**目的**
読書の思い出をつづった文章から、「量で言うとかなりたくさんあっ」で始まり「少なくとも自分にとっては良いことでその後も本を読む習慣が自然と身についた。」までの部分を、一字一句変えずに書き写してください。

━━ 出典 ━━

うどんの食べ方

考えていることや、考えたことを忘れないためにも書いておこうと思います。

これまで読んできた本たち。キンドルの良さ【追悼】エリックカールさん『はらぺこあおむし』

〇幼稚園、小学校入学前

寝る前に絵本を両親のどちらかに読んでもらうのが日課だった。今思い返せば今日はどちらが読むんだと、父母2人が押し付けあってたなと思う。たしかにめんどくさかったんだろう。

量で言うとかなりたくさんあった。そのなかからピックアップして「今日はこれ」とリクエストする方式を採用していた。僕と弟が一緒に寝ていたがそのどちらかが選んでいた。

思い出せるものは『ぐりとぐら』シリーズ『はらぺこあおむし』『ピッツアぼうや』『とんとんとめてくださいな』『ふくろにいれられたおとこのこ』

題名が出てこないが記憶にあるのは、文章が無い絵本で女の子が傘をお父さんに届ける話。傘だけ赤くてそれ以外は白黒だった。文章が無いシリーズで雲が擬人化されていて冒険だったか何かの話。絵がラッセン系統のリアリティグラフィックで記憶に残っている。

あれだけたくさんあったのにこれしか思い出せないとは両親に申し訳ない限りだが、子供なんてそんなものなんだと思っておこう。あといろいろとこれが教育にいいとかこれは悪いとかいろいろな論議が子育て絵本にもあるようだが、少なくとも当時の記憶を掘り起こした限りだと的外れ感が否めない。子供が好きなものに理屈や筋は無い。「このえがすき」「なんかぶきみ」で惹かれたり全く惹かれなかったりもする。

ようするにいくら考えても仕方ないのでうちの親のようにたくさんの本を読み与えるか、なにもしないかでいいと思う。

少なくとも自分にとっては良いことでその後も本を読む習慣が自然と身についた。

ちなみにそれらの大量の本は小学校に寄付したらしい。

 

〇小学生

近所の図書館は小さかったので少し離れた隣の市の図書館に車で行っていた。

━━━
━━ データ部 ━━

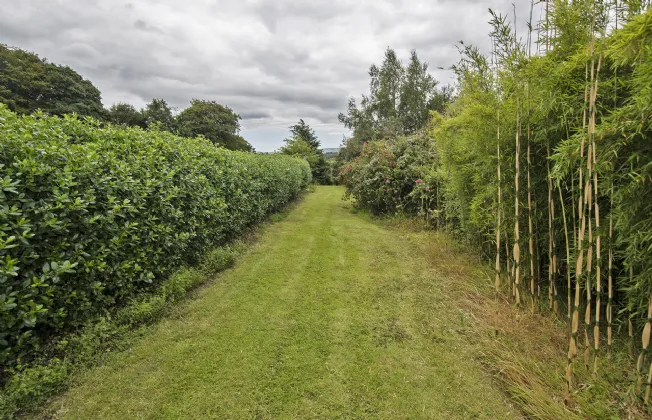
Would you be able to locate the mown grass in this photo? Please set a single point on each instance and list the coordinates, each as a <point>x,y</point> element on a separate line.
<point>330,315</point>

━━━

**作業結果**
量で言うとかなりたくさんあった。そのなかからピックアップして「今日はこれ」とリクエストする方式を採用していた。僕と弟が一緒に寝ていたがそのどちらかが選んでいた。

思い出せるものは『ぐりとぐら』シリーズ『はらぺこあおむし』『ピッツアぼうや』『とんとんとめてくださいな』『ふくろにいれられたおとこのこ』

題名が出てこないが記憶にあるのは、文章が無い絵本で女の子が傘をお父さんに届ける話。傘だけ赤くてそれ以外は白黒だった。文章が無いシリーズで雲が擬人化されていて冒険だったか何かの話。絵がラッセン系統のリアリティグラフィックで記憶に残っている。

あれだけたくさんあったのにこれしか思い出せないとは両親に申し訳ない限りだが、子供なんてそんなものなんだと思っておこう。あといろいろとこれが教育にいいとかこれは悪いとかいろいろな論議が子育て絵本にもあるようだが、少なくとも当時の記憶を掘り起こした限りだと的外れ感が否めない。子供が好きなものに理屈や筋は無い。「このえがすき」「なんかぶきみ」で惹かれたり全く惹かれなかったりもする。

ようするにいくら考えても仕方ないのでうちの親のようにたくさんの本を読み与えるか、なにもしないかでいいと思う。

少なくとも自分にとっては良いことでその後も本を読む習慣が自然と身についた。